What is needed: Print the data exactly, leaving nothing out.

[Point placement records]
------------------------------------------------------------

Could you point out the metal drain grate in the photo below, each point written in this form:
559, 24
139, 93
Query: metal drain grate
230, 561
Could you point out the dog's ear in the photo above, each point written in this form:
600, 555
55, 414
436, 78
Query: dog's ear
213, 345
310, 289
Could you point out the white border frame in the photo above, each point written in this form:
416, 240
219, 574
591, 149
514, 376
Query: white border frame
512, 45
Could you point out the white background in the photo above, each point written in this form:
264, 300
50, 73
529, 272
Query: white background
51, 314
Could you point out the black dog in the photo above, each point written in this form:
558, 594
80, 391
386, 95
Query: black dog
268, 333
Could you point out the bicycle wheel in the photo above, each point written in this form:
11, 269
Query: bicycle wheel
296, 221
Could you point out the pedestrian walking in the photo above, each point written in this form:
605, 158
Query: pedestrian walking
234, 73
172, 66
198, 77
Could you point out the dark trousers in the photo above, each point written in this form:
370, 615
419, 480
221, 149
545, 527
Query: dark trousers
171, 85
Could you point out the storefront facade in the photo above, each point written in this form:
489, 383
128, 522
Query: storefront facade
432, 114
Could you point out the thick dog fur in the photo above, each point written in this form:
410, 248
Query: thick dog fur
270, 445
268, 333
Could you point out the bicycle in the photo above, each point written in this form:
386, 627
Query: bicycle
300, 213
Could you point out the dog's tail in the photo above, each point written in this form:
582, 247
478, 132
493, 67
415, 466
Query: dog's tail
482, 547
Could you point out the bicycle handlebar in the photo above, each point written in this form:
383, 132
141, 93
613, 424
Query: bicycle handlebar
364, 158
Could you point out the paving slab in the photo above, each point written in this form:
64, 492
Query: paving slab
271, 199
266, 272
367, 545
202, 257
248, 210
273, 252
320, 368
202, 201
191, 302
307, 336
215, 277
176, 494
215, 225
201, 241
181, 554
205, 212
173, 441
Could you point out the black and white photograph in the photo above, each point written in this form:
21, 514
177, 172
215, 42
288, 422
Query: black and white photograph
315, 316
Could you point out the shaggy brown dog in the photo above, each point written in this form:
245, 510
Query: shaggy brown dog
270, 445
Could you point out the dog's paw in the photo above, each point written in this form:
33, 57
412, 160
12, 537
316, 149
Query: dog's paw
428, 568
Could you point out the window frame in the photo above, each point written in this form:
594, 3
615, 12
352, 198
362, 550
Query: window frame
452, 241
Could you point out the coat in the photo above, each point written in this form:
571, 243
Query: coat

------------------------------------------------------------

Solution to this problem:
Could you point out the metal drain grate in the photo below, each point written in this form:
559, 24
139, 93
Query: metal drain grate
230, 561
Could you point out the dog's ear in the photo above, each point written in this form:
600, 555
55, 414
436, 78
Query: dog's ear
213, 345
310, 289
Could you point out the white border frame in the photo above, each point written in this form:
416, 240
219, 574
591, 149
514, 376
Query: white border frame
512, 45
Could you point out the white background in the photo above, each point written in this form:
264, 300
50, 73
529, 272
Query: white background
51, 314
Could you point out the black dog in the photo above, each point written in this form:
558, 594
80, 391
386, 95
Query: black dog
268, 333
Could you point out the bicycle wheel in the photo above, each point written in this form:
11, 269
Query: bicycle wheel
296, 221
Could you point out the pedestrian walking in the photo above, each point written in this form:
605, 158
Query: pedestrian walking
234, 73
172, 66
198, 77
Could you point out the dark trousers in the photo above, each point written in this form:
370, 615
419, 480
221, 149
545, 527
Query: dark trousers
171, 85
Could you point out the storefront facade in the photo above, each point written in this form:
489, 383
128, 522
Query: storefront facade
432, 114
Could you point out the thick dog fur in the photo above, each point written in this form:
410, 248
Query: thick dog fur
270, 445
268, 333
Could you point out the bicycle in the photo above, each point written in this form:
386, 627
Query: bicycle
300, 213
Could you point out the dog's tail in the photo above, each point written in this form:
582, 247
478, 132
493, 67
415, 466
Query: dog's tail
482, 547
Could you point out the bicycle handlebar in the photo above, each point written in this form:
383, 132
141, 93
613, 424
Query: bicycle handlebar
364, 158
Could you point out the paving slab in the photo above, each point written in this form:
64, 492
Query: paving slab
271, 199
266, 272
367, 545
202, 257
248, 210
273, 252
320, 368
202, 201
191, 302
307, 336
215, 277
176, 494
215, 225
201, 241
181, 554
205, 212
173, 441
Could you point out the black and white photograph in the photo above, each point written in this form:
21, 514
177, 172
215, 42
288, 422
Query: black and white photograph
315, 316
Could you point out the shaggy brown dog in the photo above, each point written in this form:
245, 510
Query: shaggy brown dog
270, 445
Could you point out the dog's paw in the photo above, each point written in this form:
33, 57
412, 160
12, 537
316, 149
Query: dog's paw
428, 568
Could you point out the window frame in the photo above, each point written in this form:
594, 3
615, 12
352, 198
362, 550
Query: window frame
452, 241
Could you point out the coat in the photo above, each point written in this form:
571, 243
Query: coat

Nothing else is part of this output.